— BEGIN SUPPLIED INFORMATION —

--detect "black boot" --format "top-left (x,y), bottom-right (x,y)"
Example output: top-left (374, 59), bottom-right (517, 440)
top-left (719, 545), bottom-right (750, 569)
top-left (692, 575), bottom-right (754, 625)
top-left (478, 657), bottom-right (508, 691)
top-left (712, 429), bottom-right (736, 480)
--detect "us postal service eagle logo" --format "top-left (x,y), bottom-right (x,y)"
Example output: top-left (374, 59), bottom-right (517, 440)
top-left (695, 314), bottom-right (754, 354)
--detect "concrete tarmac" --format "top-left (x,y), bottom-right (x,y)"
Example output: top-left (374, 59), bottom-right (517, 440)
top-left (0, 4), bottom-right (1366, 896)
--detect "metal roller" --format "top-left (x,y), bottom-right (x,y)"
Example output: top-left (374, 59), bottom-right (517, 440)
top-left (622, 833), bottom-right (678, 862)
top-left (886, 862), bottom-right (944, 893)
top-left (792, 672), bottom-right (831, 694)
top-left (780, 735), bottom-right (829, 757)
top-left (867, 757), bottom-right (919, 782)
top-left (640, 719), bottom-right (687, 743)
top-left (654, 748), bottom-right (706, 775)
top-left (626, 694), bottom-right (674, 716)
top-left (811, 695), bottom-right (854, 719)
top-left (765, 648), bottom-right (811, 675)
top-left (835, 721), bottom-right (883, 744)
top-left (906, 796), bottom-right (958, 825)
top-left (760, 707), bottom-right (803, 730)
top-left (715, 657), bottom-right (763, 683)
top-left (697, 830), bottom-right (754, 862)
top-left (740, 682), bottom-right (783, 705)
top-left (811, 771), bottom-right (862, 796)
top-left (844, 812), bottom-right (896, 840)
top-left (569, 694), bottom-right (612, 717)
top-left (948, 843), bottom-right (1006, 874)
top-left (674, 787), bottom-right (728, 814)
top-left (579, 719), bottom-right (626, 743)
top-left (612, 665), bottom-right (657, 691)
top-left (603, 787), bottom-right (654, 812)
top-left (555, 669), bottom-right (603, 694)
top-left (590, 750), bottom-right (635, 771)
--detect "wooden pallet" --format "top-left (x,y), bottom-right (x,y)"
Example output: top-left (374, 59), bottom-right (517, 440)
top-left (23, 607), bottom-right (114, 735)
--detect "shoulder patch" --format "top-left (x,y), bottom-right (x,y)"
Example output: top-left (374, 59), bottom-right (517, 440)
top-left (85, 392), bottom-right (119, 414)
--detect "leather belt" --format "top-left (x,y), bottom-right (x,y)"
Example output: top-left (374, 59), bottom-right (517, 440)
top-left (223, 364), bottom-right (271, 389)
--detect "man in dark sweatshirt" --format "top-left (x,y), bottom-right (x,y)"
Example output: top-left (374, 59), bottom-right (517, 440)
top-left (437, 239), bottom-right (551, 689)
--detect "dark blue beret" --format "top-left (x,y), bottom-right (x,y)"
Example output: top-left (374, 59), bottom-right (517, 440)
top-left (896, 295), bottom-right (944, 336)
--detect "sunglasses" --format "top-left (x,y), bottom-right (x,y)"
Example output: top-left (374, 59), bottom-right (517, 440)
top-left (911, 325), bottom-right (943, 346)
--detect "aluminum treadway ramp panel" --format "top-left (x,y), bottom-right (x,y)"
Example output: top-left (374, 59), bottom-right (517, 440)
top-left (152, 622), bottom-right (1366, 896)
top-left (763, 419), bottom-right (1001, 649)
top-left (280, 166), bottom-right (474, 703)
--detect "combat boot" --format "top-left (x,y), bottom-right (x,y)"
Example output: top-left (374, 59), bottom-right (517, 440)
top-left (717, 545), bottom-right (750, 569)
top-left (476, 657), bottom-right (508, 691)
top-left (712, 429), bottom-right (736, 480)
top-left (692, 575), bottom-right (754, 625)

— END SUPPLIED INFORMATION —

:: EXERCISE DIRECTIONS ::
Can you reproduce these lines with each "Example output" swapped for "Sample output" and everything else left as it is?

:: FINAL ANSWER ::
--detect "black boot" --format "top-left (x,y), bottom-right (x,y)"
Sample output: top-left (374, 59), bottom-right (517, 440)
top-left (719, 545), bottom-right (750, 569)
top-left (692, 575), bottom-right (754, 625)
top-left (478, 657), bottom-right (508, 691)
top-left (712, 429), bottom-right (736, 480)
--detect "us postal service eagle logo" --format "top-left (x,y), bottom-right (x,y)"
Sample output: top-left (374, 59), bottom-right (517, 440)
top-left (695, 314), bottom-right (754, 354)
--detect "concrete tarmac" --format "top-left (x,y), bottom-right (x,y)"
Sample output: top-left (374, 59), bottom-right (517, 440)
top-left (0, 4), bottom-right (1366, 896)
--detect "metal roller" --format "top-left (x,y), bottom-right (x,y)"
Sample output: top-left (374, 59), bottom-right (517, 440)
top-left (622, 833), bottom-right (678, 862)
top-left (886, 862), bottom-right (944, 893)
top-left (792, 672), bottom-right (831, 694)
top-left (780, 735), bottom-right (829, 757)
top-left (867, 757), bottom-right (919, 782)
top-left (640, 719), bottom-right (687, 743)
top-left (654, 748), bottom-right (706, 775)
top-left (626, 694), bottom-right (674, 716)
top-left (811, 695), bottom-right (854, 719)
top-left (765, 648), bottom-right (811, 675)
top-left (835, 721), bottom-right (883, 744)
top-left (906, 796), bottom-right (958, 825)
top-left (760, 707), bottom-right (803, 730)
top-left (715, 657), bottom-right (763, 683)
top-left (697, 830), bottom-right (754, 862)
top-left (740, 682), bottom-right (783, 705)
top-left (811, 771), bottom-right (862, 796)
top-left (844, 812), bottom-right (896, 840)
top-left (569, 694), bottom-right (612, 717)
top-left (948, 843), bottom-right (1006, 874)
top-left (674, 787), bottom-right (728, 814)
top-left (579, 719), bottom-right (626, 743)
top-left (612, 665), bottom-right (657, 691)
top-left (603, 787), bottom-right (654, 812)
top-left (555, 669), bottom-right (603, 694)
top-left (590, 750), bottom-right (635, 771)
--detect "wooden pallet" --format "top-left (x,y), bottom-right (x,y)"
Sample output: top-left (374, 59), bottom-right (517, 440)
top-left (23, 607), bottom-right (114, 735)
--detect "shoulder patch" --format "top-left (x,y), bottom-right (x,y)"
Sample output: top-left (374, 59), bottom-right (517, 440)
top-left (85, 392), bottom-right (119, 414)
--detect "leather belt" --format "top-left (x,y), bottom-right (x,y)"
Sample output: top-left (374, 59), bottom-right (517, 440)
top-left (223, 364), bottom-right (271, 389)
--detect "man in dark sweatshirt" --format "top-left (x,y), bottom-right (x,y)"
Sample output: top-left (374, 59), bottom-right (517, 440)
top-left (437, 239), bottom-right (551, 689)
--detect "dark blue beret" --format "top-left (x,y), bottom-right (x,y)"
Sample output: top-left (374, 59), bottom-right (517, 440)
top-left (896, 295), bottom-right (944, 336)
--detect "sunglasses" --format "top-left (x,y), bottom-right (x,y)"
Sample output: top-left (374, 59), bottom-right (517, 440)
top-left (911, 325), bottom-right (943, 346)
--detect "aluminum treadway ramp panel" --format "top-left (x,y), bottom-right (x,y)"
Sample output: top-left (374, 59), bottom-right (517, 440)
top-left (152, 622), bottom-right (1366, 896)
top-left (763, 419), bottom-right (1001, 649)
top-left (280, 166), bottom-right (474, 703)
--detect "combat boot" --format "top-left (x,y), bottom-right (x,y)"
Sample output: top-left (374, 59), bottom-right (517, 440)
top-left (717, 545), bottom-right (750, 569)
top-left (476, 657), bottom-right (508, 691)
top-left (712, 429), bottom-right (736, 480)
top-left (692, 575), bottom-right (754, 625)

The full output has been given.